Instruction:
Copy out only the stretch of the records from the line containing "like x=194, y=158." through the line containing "x=448, y=292", keeping every line, requests included, but multiply each coordinate in the answers by 1.95 and round it to a whole number, with halves rounded up. Leave the requests and their sample coordinates unchanged.

>> START Entries shown

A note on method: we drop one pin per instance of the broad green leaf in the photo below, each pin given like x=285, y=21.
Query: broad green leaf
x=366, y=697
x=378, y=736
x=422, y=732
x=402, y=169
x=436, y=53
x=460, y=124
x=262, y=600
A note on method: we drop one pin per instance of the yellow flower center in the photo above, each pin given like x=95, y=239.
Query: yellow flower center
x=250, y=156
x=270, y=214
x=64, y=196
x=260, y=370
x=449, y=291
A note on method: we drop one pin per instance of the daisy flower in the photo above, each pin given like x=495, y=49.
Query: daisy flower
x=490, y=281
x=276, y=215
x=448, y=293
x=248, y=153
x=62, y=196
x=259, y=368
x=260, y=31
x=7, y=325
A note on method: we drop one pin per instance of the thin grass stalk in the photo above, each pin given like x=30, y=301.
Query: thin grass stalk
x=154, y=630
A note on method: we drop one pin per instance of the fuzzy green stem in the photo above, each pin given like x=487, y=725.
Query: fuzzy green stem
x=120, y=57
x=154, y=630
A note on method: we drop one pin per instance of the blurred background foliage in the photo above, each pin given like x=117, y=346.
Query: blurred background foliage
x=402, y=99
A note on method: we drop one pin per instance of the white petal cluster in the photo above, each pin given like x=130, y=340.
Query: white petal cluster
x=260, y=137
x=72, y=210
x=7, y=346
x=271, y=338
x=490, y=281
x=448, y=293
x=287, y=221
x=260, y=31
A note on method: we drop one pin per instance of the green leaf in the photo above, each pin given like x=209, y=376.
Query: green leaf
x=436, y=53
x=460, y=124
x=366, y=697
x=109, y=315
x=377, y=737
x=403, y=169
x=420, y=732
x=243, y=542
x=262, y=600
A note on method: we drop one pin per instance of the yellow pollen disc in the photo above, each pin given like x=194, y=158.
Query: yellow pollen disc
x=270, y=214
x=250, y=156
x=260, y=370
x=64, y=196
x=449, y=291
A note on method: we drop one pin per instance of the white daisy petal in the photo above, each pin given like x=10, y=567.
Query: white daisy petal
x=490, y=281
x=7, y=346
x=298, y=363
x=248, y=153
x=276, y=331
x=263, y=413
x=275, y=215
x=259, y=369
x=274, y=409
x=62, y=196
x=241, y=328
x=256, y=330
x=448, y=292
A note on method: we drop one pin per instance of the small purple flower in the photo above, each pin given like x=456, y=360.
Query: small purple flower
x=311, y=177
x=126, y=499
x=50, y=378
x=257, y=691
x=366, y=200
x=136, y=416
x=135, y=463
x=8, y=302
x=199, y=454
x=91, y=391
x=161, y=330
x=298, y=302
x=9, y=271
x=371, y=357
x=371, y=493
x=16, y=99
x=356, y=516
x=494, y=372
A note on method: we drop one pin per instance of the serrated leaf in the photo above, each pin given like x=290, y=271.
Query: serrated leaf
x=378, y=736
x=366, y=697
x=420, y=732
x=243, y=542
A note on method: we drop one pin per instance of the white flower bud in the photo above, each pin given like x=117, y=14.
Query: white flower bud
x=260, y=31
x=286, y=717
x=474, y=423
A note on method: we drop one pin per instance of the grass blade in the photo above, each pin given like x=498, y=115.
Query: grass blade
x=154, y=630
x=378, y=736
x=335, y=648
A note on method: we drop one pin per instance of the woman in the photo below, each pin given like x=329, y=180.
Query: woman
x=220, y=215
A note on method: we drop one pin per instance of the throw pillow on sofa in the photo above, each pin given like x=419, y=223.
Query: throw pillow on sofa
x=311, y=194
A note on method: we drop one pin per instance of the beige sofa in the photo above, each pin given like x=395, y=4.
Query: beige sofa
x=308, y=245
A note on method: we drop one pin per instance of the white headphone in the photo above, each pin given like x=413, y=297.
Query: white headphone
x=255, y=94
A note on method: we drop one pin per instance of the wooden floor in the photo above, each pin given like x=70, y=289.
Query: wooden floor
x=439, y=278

>> END Entries shown

Complete output:
A note on method: we drop one pin per instance of the yellow pollen disc in the photo above, each pin given like x=194, y=158.
Query: yellow pollen disc
x=527, y=417
x=488, y=304
x=507, y=722
x=125, y=382
x=876, y=567
A note on method: we drop one pin per instance of the white daisy petal in the photo above, each pin given like x=10, y=567.
Query: white daisy petal
x=956, y=548
x=14, y=675
x=581, y=708
x=484, y=298
x=538, y=645
x=513, y=805
x=536, y=419
x=505, y=720
x=534, y=798
x=121, y=382
x=470, y=640
x=499, y=644
x=874, y=569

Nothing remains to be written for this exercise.